-- Required work --
From the data below, print word for word the lines from the one with "Keypoint placement: for each instance of the orange-red" up to and including the one with "[(331, 228)]". Print nothing else.

-- Raw data --
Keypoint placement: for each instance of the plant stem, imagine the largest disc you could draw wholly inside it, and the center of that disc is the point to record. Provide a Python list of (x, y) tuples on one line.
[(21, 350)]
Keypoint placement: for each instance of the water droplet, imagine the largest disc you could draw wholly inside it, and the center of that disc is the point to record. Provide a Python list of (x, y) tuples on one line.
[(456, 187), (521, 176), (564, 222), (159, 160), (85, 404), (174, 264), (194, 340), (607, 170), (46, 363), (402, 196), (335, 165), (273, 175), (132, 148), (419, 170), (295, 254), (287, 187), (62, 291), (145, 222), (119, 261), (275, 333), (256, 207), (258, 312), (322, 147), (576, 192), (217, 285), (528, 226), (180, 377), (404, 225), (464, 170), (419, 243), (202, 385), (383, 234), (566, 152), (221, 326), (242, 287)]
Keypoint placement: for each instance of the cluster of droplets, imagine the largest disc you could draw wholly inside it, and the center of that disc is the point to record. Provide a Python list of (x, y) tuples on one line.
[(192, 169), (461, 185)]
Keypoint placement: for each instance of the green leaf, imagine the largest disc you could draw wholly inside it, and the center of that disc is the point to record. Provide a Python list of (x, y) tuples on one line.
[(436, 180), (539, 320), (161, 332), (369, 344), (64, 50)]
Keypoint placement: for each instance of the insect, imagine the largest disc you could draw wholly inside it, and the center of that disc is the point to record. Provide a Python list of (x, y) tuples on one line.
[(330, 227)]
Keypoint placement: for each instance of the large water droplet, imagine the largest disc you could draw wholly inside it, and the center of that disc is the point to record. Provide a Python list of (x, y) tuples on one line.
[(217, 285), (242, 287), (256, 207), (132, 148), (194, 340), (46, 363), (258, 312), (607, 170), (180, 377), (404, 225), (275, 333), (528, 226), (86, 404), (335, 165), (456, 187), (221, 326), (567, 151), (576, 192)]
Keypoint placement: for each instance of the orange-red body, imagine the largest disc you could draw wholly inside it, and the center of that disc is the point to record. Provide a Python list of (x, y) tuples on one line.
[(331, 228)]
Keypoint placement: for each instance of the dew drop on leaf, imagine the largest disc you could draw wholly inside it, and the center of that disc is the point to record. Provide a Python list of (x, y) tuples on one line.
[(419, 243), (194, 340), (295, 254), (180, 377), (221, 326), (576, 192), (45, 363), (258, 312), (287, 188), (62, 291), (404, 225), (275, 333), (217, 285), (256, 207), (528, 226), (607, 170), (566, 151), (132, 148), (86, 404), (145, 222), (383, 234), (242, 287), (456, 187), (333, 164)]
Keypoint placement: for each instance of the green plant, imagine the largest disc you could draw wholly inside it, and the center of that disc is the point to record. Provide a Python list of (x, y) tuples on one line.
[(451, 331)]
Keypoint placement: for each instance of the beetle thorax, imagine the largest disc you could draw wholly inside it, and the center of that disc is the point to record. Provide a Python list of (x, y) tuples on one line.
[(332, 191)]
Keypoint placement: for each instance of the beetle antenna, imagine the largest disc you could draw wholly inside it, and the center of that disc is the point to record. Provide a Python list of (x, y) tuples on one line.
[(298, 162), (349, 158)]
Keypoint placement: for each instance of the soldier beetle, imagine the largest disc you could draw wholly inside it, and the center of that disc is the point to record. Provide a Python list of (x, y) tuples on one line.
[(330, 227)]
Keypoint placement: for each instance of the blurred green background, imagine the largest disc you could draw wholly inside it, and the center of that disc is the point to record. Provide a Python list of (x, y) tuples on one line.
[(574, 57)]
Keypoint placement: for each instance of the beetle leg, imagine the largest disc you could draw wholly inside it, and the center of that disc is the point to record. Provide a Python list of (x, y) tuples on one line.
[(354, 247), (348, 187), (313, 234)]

-- Answer for this exercise --
Keypoint placement: for each instance of the orange-red body, imagine the largest disc you could draw wholly inside it, and the center of that disc is the point to record. Provide a Python list of (x, y) tuples on one line.
[(331, 228)]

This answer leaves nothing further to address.